POJ 2528 分块+离散化

Mayor's posters

Description

给出n张海报，每张海报的起点终点为l,r。

求依次贴在墙面后最终能看到的海报数。

Solution

由于海报贴的起点终点较大，但总的海报数较少，首先将海报的起点终点离散化。

不过普通离散化还有一些问题（wa了很久），如这个测试点

$3$

$1\ 10$

$1\ 3$

$6\ 10$

普通离散化后的对应关系为$1:1,3:2,6:3,10:4$

这样的话就会将$1\ 10$区间完全覆盖住，但实际上是不会的

解决这个冲突的办法是在相邻且相差大于1的节点中间再加入一个值。

离散化的问题解决后，就可以开数据结构搞了，不过在下憨憨用的是暴力分块。

和线段树一样记录一个lazy标记，在更改整个区间时下传标记。

最后统计答案。

#include <algorithm>
#include <cctype>
#include <cmath>
#include <cstdio>
#include <cstdlib>
#include <cstring>
#include <iostream>
#include <map>
#include <numeric>
#include <queue>
#include <set>
#include <stack>
#if __cplusplus >= 201103L
#include <unordered_map>
#include <unordered_set>
#endif
#include <vector>
#define lson rt << 1, l, mid
#define rson rt << 1 | 1, mid + 1, r
#define LONG_LONG_MAX 9223372036854775807LL
#define pblank putchar(' ')

_数据摘录_
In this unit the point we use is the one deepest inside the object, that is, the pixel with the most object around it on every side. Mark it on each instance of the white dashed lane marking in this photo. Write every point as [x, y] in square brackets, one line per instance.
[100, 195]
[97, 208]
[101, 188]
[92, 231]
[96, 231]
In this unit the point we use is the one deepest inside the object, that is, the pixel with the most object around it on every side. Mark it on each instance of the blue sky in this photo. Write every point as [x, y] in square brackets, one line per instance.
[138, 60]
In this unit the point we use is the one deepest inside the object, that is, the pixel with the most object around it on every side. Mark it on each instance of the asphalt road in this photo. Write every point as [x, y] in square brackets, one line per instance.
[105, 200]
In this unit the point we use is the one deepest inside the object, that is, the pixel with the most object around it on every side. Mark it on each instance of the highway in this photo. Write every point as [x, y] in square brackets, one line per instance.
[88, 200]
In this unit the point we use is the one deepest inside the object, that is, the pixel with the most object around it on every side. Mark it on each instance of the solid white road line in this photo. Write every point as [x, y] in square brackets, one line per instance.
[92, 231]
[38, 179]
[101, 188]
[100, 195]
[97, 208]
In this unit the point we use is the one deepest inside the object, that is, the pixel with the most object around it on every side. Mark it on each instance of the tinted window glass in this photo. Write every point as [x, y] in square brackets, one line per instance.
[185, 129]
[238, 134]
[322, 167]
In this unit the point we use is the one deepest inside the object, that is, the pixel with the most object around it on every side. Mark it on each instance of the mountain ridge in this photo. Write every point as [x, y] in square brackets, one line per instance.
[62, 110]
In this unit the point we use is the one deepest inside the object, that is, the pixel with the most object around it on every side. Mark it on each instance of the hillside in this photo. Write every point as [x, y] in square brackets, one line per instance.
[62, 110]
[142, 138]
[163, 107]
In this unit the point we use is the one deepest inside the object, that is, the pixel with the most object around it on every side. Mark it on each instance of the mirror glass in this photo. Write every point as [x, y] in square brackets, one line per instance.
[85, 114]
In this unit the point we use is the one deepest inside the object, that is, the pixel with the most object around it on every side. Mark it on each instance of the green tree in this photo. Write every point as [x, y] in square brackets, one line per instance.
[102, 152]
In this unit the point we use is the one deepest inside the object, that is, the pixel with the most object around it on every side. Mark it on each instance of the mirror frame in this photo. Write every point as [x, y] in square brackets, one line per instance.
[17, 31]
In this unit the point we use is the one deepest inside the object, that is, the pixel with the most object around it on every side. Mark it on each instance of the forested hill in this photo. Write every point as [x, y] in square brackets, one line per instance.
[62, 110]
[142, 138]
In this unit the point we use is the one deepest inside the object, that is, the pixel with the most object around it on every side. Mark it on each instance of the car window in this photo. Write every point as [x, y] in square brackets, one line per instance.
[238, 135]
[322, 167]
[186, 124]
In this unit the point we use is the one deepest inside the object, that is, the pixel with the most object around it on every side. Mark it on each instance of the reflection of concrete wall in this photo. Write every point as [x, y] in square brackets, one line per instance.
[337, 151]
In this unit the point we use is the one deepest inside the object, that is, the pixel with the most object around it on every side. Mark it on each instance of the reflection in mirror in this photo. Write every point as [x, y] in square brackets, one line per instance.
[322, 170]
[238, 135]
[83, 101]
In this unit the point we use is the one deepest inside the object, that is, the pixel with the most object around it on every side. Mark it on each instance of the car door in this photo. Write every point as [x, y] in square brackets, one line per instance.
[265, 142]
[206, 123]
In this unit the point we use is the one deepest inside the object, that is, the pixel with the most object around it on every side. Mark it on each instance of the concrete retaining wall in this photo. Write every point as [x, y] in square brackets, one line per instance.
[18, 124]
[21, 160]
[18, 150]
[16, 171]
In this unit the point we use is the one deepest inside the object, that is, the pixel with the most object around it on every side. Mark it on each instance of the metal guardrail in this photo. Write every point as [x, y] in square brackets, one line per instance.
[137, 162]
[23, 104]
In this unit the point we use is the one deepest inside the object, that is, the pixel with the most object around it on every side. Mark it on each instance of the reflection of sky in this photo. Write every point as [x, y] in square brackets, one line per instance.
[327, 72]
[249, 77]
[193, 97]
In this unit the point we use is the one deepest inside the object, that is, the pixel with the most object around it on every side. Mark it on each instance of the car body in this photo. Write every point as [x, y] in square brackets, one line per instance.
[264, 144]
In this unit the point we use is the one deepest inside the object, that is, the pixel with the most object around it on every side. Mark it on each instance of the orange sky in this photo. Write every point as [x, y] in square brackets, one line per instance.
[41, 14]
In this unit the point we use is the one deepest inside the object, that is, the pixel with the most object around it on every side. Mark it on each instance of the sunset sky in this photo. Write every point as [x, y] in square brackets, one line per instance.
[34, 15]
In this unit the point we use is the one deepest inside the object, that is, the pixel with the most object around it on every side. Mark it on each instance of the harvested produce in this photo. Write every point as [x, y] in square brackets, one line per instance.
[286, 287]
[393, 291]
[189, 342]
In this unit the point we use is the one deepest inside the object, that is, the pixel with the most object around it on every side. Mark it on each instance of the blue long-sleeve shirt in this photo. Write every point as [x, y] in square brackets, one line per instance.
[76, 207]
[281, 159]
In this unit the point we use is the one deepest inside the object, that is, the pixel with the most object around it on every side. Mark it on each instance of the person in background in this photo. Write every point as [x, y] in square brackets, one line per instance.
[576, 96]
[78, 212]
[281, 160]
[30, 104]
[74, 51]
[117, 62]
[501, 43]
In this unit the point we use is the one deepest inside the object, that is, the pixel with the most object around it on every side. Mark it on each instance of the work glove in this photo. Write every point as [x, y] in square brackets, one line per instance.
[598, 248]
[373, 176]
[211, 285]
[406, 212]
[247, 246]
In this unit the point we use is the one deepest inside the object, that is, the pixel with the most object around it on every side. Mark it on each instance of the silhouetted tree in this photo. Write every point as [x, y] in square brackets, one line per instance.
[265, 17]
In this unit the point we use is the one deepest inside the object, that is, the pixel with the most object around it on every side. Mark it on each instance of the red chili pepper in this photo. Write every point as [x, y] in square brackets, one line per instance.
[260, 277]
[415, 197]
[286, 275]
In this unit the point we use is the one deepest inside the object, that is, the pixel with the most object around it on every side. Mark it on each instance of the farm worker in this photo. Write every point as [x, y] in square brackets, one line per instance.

_任务要求 1_
请改写 POJ 2528 题解中从“普通离散化后的对应关系为$1:1,3:2,6:3,10:4$”一直到“和线段树一样记录一个lazy标记，在更改整个区间时下传标记。”的部分，把其中的“线段树”换成“树状数组”。
_任务要求 2_
请从 POJ 2528 题解的最后一行往下接着写。
上面的数据行与这里要做的事无关。

_任务结果 1_
普通离散化后的对应关系为$1:1,3:2,6:3,10:4$

这样的话就会将$1\ 10$区间完全覆盖住，但实际上是不会的

解决这个冲突的办法是在相邻且相差大于1的节点中间再加入一个值。

离散化的问题解决后，就可以开数据结构搞了，不过在下憨憨用的是暴力分块。

和树状数组一样记录一个lazy标记，在更改整个区间时下传标记。

_任务结果 2_
#define ll LL
#define fastIO ios::sync_with_stdio(false), cin.tie(0), cout.tie(0)
using namespace std;
typedef long long ll;
typedef long double ld;
typedef unsigned long long ull;
typedef pair<int, int> P;
const int maxn = 1e4 + 10;
int n, m, k, block_num, block_size, cnt;
vector<int> v;
int lft[maxn], rgt[maxn];
int vis[maxn << 2];
int cd[maxn << 2];
struct Node
{
    int l, r, lazy;
} tr[maxn];
inline int getid(int x)
{
    return lower_bound(v.begin(), v.end(), x) - v.begin() + 1;
}
inline int getblock(int x)
{
    int h = 1, t = block_num, res = -1;
    while (h <= t)
    {
        int mid = h + t >> 1;
        if (tr[mid].l <= x)
        {
            res = mid;
            h = mid + 1;
        }
        else
            t = mid - 1;
    }
    return res;
}

void build(int cnt)
{
    block_size = (int)sqrt(cnt);
    block_num = cnt / block_size;
    if (cnt % block_size)
        block_num = block_size + 1;
    for (int i = 1; i <= block_num; i++)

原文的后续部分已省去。